Zurück zur Übersicht
URL: http://www.deloitte-tax-news.de/steuern/internationales-steuerrecht/fg-koeln-anspruch-auf-verzinsung-der-unionsrechtswidrig-einbehaltenen-kapitalertragsteuer.html
19.11.2020
Internationales Steuerrecht

FG Köln: Anspruch auf Verzinsung der unionsrechtswidrig einbehaltenen Kapitalertragsteuer

Die ab 2012 anwendbare Fassung des § 50d Abs. 3 EStG verstößt sowohl gegen die Mutter-Tochter-Richtlinie als auch gegen die Niederlassungsfreiheit. Im Rahmen einer sog. geltungserhaltenden Reduktion ist § 50d Abs. 3 EStG weiterhin anzuwenden; allerdings nur auf Fälle einer rein künstlichen Gestaltung. Darüber hinaus ist die Erstattung der unionsrechtswidrig einbehaltenen Kapitalertragsteuer mit 6% p.a. zu verzinsen. 

Hintergrund

 Mit Urteil vom 20.12.2017 (C 504/16 (Deister Holding) und C 613/16 (Juhler Holding)) hatte der EuGH bestätigt, dass die deutsche Missbrauchsvorschrift in § 50d Abs. 3 EStG a.F. (anwendbar bis 2011) sowohl gegen die Mutter-Tochter-Richtlinie als auch gegen die Niederlassungsfreiheit verstößt. In dem Verfahren 2 K 773/16 hatte der EuGH diese Entscheidung mit Beschluss vom 14.06.2018 (C 440/17, GS) auch für die ab 2012 anwendbare Fassung des § 50d Abs. 3 EStG übertragen.

Mit Datum vom 04.04.2018 hatte das BMF ein Schreiben hinsichtlich der unionsrechtskonformen Auslegung des § 50d Abs. 3 EStG veröffentlicht. Nach diesem BMF-Schreiben soll § 50d Abs. 3 EStG a.F. (anwendbar bis 2011) in den Fällen, in denen der Gläubiger der Kapitalerträge einen Anspruch auf Entlastung nach § 43b EStG geltend macht, nicht mehr angewandt werden. Die ab 2012 anwendbare Fassung des § 50d Abs. 3 EStG soll nach dem BMF-Schreiben allerdings weiterhin eingeschränkt angewandt werden. Es gelten folgende Einschränkungen:

  • § 50d Abs. 3 S. 2 EStG (Merkmalsübertragung im Konzern) und die dazu betreffenden Ausführungen des BMF-Schreibens vom 24.01.2012 (Tz. 6 und 8) sollen keine Anwendung finden (im Einzelfall können dennoch wirtschaftliche oder sonst beachtliche Gründe fehlen)

[Auszüge aus Zeigedaten]
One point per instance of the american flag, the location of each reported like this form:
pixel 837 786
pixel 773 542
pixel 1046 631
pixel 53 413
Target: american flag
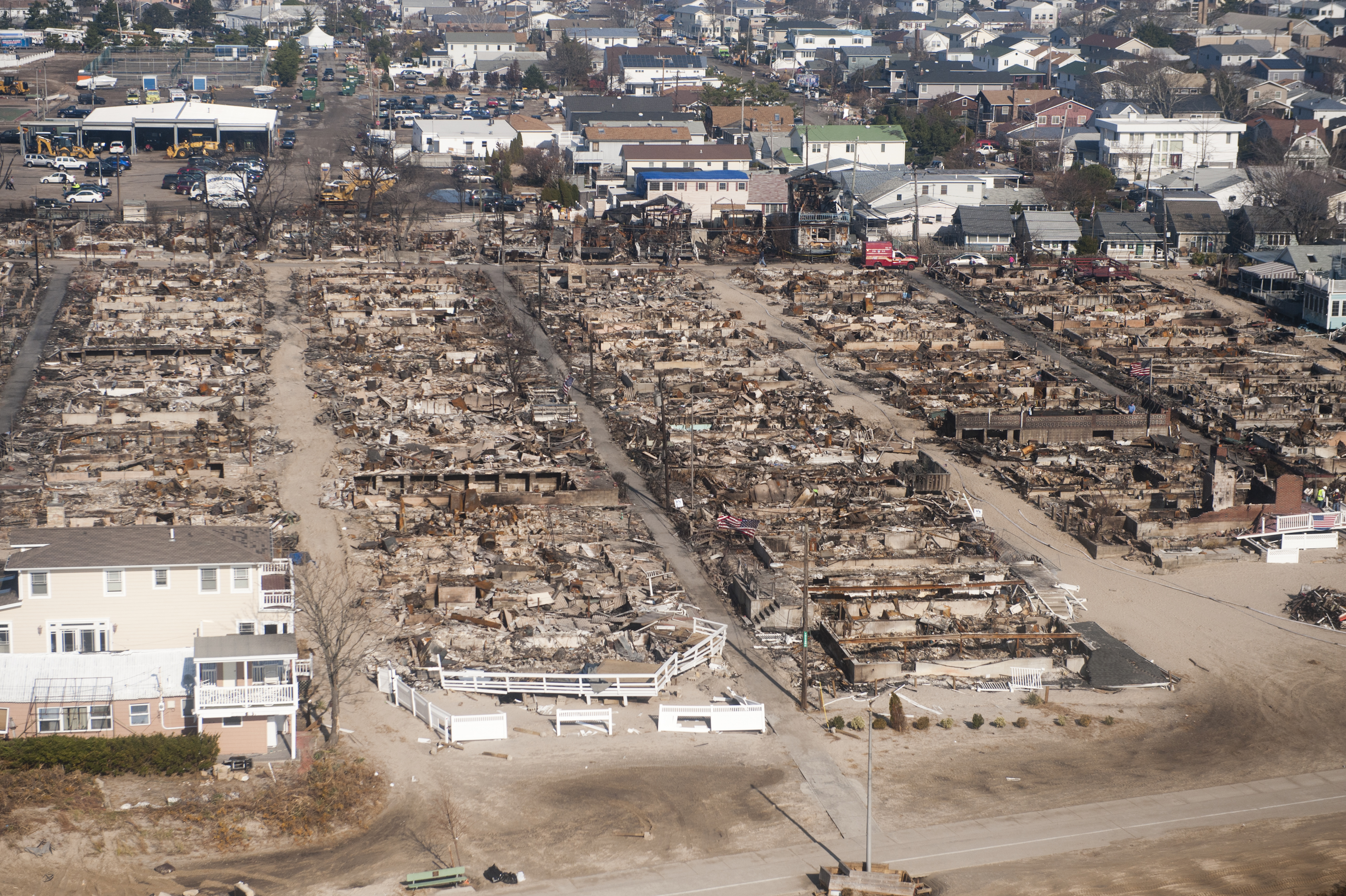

[Gestellte Aufgabe 1]:
Mit welchem Zinssatz ist laut der Steuermeldung die Erstattung der unionsrechtswidrig einbehaltenen Kapitalertragsteuer zu verzinsen?
[Gestellte Aufgabe 2]:
Gib aus der Steuermeldung den Wortlaut wieder, beginnend mit „Mit Urteil vom“ und fortlaufend bis einschließlich „3 EStG übertragen.“.
Die Zeilen spielen hierbei keine Rolle.

[Ausgabe 1]:
Mit 6 % pro Jahr.

[Ausgabe 2]:
Mit Urteil vom 20.12.2017 (C 504/16 (Deister Holding) und C 613/16 (Juhler Holding)) hatte der EuGH bestätigt, dass die deutsche Missbrauchsvorschrift in § 50d Abs. 3 EStG a.F. (anwendbar bis 2011) sowohl gegen die Mutter-Tochter-Richtlinie als auch gegen die Niederlassungsfreiheit verstößt. In dem Verfahren 2 K 773/16 hatte der EuGH diese Entscheidung mit Beschluss vom 14.06.2018 (C 440/17, GS) auch für die ab 2012 anwendbare Fassung des § 50d Abs. 3 EStG übertragen.